= TEXTO FORNECIDO =

Pedro Caetano, cientista português em Oxford, desvenda ao Jornal da Maia, o que está a ser feito no mundo “farmacêutico” para combater o COVID19

Pedro Caetano, cientista português em Oxford, desvenda ao Jornal da Maia, o que está a ser feito no mundo “farmacêutico” para combater o COVID19

Pedro Caetano, cientista português, com experiência de duas décadas na indústria farmacêutica multinacional nos EUA e Europa do Norte, ao Jornal da Maia e Maiahoje:

«A incógnita principal parece ser o tempo que vai demorar até termos “Arsenal terapêutico”»

 

Oxford, Reino Unido, 25 de Março de 2020

 Preferia estar a trabalhar da minha casa em Sesimbra, a ver o oceano Atlântico, do que estar em Oxford a ver o rio Tamisa, mas é um prazer daqui informar os meus queridos conterrâneos de Portugal, neste caso os Maiatos.

Profundamente ligado à Indústria Farmacêutica mundial, neste artigo que publico no Jornal da Maia online e no Jornal MaiaHoje em papel, pretendo explicar todos os medicamentos e vacinas que, à data de hoje, existem ou estão em plena fase de testes. 

O Corona Vírus 2 do SARS-CoV-2 (Síndrome Agudo Respiratório Grave), desde que surgiu, num mercado alimentar de morcegos e outros animais selvagens em Wuhan, na China, já infectou 450.000 e matou 20.000 pessoas. O nome foi atribuído porque esta doença do Corona Vírus surgiu em Dezembro de 2019, e assim chama-se Covid-19.

 

Bactérias e vírus já destroem cidades desde há 7000 anos.

A epidemiologia, ciência que mede como as doenças infecciosas se espalham em populações, estima que se não se fizesse nada, nos próximos quatro meses o vírus mataria meio milhão de pessoas no Reino Unido e, extrapolando, 80 000 em Portugal. Sendo que quanto mais idosas e mais doenças tiverem as pessoas, maiores são as probabilidades de fatalidades. A nossa própria maneira de viver pode ser ameaçada, com consequências devastadoras não só para a economia, mas para toda a sociedade. Bactérias e vírus já destroem cidades desde o início da civilização na mesopotâmia há 7000 anos.

 

Quer-se número de infectados baixo e espaçados temporalmente.

Estamos, pois, numa guerra contra um inimigo invisível, mas terrível. Uma vez que este inimigo é tão recente, não há ainda arsenal de vacinas e medicamentos contra ele, até estes serem desenvolvidos, as únicas medidas que Portugal e outros países podem tomar por agora, são medidas não farmacêuticas como o fecho das escolas e o isolamento em casa. Obviamente isto não pode continuar para sempre. O objetivo é que, entretanto, além de se manter o número de infetados baixo e espaçado temporalmente para que o sistema de saúde consiga lidar com o número de doentes, se dê tempo à indústria farmacêutica de fabricar armas poderosas para esta guerra.

= DESCRIÇÃO DA TAREFA =
Transcreva, sem qualquer alteração, o trecho do artigo sobre a Covid-19 que vai de "Preferia estar a" a "fase de testes.". As linhas não são necessárias para a realização deste exercício.

= DADOS PARA ANÁLISE =
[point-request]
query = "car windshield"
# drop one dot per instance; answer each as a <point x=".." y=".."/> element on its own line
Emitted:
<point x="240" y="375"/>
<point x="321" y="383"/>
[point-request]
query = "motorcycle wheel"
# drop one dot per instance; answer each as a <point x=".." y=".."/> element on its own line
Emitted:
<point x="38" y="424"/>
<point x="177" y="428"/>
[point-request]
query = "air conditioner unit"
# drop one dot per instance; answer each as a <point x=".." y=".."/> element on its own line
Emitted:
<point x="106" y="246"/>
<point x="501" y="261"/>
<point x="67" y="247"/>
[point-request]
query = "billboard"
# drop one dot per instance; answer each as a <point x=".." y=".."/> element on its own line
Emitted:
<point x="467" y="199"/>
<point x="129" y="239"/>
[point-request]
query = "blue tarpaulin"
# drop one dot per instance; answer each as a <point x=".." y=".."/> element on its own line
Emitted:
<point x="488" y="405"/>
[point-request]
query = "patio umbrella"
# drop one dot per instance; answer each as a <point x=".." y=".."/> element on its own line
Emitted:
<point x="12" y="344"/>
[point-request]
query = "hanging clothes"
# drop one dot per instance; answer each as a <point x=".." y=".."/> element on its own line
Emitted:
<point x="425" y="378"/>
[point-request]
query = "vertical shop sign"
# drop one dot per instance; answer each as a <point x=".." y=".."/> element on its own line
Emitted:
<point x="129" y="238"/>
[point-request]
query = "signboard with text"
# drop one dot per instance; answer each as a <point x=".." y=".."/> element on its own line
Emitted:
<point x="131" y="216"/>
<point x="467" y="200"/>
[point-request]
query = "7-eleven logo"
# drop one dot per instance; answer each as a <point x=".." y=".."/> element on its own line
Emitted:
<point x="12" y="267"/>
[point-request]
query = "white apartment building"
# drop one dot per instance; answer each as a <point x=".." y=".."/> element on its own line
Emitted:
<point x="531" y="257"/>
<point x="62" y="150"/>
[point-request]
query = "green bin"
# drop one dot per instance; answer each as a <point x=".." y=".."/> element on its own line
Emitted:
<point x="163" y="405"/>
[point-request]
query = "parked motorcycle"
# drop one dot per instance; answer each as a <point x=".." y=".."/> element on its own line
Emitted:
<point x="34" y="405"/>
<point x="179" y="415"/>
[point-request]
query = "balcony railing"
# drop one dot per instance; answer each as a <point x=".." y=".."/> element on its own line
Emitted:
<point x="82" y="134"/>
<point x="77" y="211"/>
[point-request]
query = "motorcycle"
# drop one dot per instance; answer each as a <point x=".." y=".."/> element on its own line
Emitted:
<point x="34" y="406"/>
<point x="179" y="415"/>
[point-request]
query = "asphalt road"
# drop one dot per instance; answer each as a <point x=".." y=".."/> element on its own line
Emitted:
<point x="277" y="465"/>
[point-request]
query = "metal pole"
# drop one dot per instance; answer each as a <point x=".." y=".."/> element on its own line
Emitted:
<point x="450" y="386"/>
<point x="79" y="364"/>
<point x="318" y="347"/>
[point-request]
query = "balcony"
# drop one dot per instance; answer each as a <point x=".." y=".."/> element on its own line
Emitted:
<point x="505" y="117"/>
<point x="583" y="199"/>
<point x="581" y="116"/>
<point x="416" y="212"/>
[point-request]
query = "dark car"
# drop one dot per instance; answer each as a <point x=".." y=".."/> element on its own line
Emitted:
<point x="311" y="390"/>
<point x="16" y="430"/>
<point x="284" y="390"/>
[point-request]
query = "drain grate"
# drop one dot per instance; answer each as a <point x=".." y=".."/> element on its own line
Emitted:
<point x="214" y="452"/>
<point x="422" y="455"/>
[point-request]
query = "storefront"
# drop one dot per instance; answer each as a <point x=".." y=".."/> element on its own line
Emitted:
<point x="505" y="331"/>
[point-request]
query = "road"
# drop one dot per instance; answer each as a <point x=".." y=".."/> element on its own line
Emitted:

= EXERCÍCIO CONCLUÍDO =
Preferia estar a trabalhar da minha casa em Sesimbra, a ver o oceano Atlântico, do que estar em Oxford a ver o rio Tamisa, mas é um prazer daqui informar os meus queridos conterrâneos de Portugal, neste caso os Maiatos.

Profundamente ligado à Indústria Farmacêutica mundial, neste artigo que publico no Jornal da Maia online e no Jornal MaiaHoje em papel, pretendo explicar todos os medicamentos e vacinas que, à data de hoje, existem ou estão em plena fase de testes.